REQUIREMENTS — Reproduce the listing below verbatim, beginning at the line that contains "This trail-cam photo was taken at dusk. Identify pale" and continuing through the last line of the listing, with both ends included.

SUPPLIED RECORDS —
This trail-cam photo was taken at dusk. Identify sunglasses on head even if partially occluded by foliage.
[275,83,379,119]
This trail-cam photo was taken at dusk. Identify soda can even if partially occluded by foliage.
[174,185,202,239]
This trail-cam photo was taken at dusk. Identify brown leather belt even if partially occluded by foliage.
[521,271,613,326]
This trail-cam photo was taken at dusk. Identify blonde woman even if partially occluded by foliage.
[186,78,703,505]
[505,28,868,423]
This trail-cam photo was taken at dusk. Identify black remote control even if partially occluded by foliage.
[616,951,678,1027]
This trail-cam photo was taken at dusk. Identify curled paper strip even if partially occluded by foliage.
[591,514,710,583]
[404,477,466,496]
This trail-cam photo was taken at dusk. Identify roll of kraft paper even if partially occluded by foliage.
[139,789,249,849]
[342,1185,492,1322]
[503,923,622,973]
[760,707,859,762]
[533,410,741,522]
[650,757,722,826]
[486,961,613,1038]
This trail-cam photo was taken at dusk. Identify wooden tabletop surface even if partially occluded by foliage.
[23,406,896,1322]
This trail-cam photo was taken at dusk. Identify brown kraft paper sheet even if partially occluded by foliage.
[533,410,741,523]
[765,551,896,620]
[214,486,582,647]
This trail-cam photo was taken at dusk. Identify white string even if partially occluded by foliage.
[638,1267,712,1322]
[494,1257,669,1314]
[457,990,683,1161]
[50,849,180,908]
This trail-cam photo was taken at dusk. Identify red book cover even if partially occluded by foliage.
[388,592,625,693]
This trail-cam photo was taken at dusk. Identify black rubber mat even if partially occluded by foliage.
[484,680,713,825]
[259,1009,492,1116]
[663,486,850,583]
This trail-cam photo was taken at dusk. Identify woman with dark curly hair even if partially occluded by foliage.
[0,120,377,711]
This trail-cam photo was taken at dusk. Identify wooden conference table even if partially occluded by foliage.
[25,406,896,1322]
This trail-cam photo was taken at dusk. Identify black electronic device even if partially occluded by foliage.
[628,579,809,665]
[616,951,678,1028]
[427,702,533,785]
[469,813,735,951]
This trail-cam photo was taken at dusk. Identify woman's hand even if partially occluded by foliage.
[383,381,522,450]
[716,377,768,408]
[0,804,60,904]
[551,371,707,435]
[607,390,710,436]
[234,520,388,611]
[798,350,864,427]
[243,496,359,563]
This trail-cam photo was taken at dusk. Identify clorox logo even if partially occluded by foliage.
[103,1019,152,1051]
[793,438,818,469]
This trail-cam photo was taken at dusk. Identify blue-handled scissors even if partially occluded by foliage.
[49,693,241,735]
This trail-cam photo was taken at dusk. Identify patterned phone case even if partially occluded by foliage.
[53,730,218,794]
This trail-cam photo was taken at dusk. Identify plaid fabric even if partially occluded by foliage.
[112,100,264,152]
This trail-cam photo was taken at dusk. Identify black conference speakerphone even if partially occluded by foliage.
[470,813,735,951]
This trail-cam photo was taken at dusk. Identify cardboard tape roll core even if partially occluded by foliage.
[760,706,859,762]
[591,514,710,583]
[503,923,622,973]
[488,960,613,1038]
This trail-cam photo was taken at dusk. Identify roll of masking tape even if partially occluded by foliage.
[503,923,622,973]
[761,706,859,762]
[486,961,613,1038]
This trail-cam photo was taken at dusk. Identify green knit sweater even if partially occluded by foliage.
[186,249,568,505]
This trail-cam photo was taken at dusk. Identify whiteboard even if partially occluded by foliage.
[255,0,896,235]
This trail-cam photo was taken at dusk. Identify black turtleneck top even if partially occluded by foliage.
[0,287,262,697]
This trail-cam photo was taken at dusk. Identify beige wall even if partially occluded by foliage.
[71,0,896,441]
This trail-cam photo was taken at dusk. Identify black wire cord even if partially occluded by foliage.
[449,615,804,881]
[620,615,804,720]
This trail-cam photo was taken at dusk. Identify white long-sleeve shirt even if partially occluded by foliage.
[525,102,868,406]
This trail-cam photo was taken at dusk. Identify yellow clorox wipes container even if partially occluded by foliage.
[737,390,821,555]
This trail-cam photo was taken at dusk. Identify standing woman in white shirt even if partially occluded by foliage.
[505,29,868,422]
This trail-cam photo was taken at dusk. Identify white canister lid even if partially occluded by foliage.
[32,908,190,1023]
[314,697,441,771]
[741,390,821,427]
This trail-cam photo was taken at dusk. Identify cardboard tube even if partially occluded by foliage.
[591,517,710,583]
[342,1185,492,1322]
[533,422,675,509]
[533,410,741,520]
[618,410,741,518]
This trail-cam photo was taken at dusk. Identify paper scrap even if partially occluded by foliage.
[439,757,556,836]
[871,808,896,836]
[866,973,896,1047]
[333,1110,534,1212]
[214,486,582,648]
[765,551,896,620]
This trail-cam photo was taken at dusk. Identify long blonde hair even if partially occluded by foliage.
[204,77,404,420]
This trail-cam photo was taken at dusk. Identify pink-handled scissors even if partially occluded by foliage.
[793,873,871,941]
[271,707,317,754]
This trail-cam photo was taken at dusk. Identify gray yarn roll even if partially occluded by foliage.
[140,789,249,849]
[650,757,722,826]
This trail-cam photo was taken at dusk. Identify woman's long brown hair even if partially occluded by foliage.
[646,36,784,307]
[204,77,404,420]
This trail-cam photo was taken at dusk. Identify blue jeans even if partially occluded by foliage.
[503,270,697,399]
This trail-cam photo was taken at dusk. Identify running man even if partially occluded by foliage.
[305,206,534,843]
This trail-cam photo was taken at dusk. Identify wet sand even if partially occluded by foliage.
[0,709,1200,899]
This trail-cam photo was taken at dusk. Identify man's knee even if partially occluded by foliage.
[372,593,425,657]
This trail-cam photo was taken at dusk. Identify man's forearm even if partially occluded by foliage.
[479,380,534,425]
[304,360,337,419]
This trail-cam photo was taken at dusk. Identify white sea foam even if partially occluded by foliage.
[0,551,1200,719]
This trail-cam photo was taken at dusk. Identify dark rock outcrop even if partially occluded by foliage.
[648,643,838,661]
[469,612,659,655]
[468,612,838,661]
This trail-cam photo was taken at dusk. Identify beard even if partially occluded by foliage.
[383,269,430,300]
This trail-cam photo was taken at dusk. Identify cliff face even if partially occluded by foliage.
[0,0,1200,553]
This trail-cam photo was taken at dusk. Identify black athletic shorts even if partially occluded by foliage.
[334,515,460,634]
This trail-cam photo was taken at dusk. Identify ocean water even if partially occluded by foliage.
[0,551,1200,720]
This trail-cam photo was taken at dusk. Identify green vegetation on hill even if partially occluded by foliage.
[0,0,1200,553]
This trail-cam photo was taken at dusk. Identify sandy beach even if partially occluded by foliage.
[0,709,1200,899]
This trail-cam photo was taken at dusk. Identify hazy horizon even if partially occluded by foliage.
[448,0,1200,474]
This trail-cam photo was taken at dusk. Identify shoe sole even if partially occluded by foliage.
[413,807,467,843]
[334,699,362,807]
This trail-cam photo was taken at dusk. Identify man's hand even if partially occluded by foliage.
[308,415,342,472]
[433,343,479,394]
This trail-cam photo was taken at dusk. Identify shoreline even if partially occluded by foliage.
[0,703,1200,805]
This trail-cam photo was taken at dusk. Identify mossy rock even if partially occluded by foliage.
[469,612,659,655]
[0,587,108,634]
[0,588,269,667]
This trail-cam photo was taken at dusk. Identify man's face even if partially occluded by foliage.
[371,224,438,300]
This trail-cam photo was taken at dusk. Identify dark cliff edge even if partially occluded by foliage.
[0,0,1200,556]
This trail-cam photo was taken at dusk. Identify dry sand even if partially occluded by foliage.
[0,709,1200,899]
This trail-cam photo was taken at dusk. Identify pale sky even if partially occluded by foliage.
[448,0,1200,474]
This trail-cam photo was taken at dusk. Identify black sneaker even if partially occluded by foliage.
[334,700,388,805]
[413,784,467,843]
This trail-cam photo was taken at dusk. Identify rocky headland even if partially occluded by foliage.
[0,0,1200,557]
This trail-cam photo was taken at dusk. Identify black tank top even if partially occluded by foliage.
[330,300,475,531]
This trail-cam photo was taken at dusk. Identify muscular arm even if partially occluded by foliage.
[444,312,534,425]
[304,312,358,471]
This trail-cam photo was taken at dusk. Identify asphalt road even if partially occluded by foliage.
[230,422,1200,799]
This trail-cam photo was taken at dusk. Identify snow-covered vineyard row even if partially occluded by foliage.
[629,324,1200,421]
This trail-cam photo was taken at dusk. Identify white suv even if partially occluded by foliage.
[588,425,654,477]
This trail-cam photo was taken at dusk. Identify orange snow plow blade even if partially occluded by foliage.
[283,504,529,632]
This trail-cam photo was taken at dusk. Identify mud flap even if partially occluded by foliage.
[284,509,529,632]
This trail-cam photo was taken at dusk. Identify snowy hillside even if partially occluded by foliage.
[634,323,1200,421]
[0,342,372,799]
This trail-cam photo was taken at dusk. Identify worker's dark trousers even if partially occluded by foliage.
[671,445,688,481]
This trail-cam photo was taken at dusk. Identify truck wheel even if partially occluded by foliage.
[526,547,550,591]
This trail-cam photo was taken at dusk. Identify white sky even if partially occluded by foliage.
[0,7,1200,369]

EXERCISE SOLUTION —
This trail-cam photo was taken at dusk. Identify pale sky even if partially occluded by foliage.
[448,0,1200,474]
This trail-cam photo was taken at dusk. Identify black sneaker even if partially occluded by foliage.
[334,700,388,805]
[413,784,467,843]
This trail-cam photo was taken at dusk. Identify rocky headland even if partially occluded by foliage.
[0,0,1200,557]
This trail-cam photo was taken at dusk. Identify black tank top even if partially occluded by foliage.
[330,300,475,531]
This trail-cam photo was taken at dusk. Identify muscular arm even if partially occluded by foliage.
[444,312,534,425]
[304,312,358,471]
This trail-cam photo was taken at dusk. Identify asphalt road even if partially occluded by foliage.
[230,422,1200,799]
This trail-cam photo was taken at dusk. Identify snow-covered vineyard row even if partially occluded by foliage.
[629,324,1200,421]
This trail-cam photo was taken at dusk. Identify white suv even if partially occluded by foliage.
[588,425,654,477]
This trail-cam photo was taken at dusk. Identify orange snow plow blade even if partially occluded by foliage.
[283,504,529,632]
This trail-cam photo was taken at dusk. Identify mud flap even if partially occluded by foliage.
[284,509,529,632]
This trail-cam photo was taken at dusk. Identify snowy hillside even if partially occluded by foliage.
[634,323,1200,421]
[0,342,372,799]
This trail-cam photo was taken at dusk. Identify worker's dark trousers even if partially occluded by foliage.
[671,445,688,481]
This trail-cam photo was taken at dusk. Identify truck wheel even if partially occluded by foliage.
[526,547,550,591]
This trail-cam photo was taken at dusk. Identify white sky even if partially occluded by foliage.
[0,7,1200,369]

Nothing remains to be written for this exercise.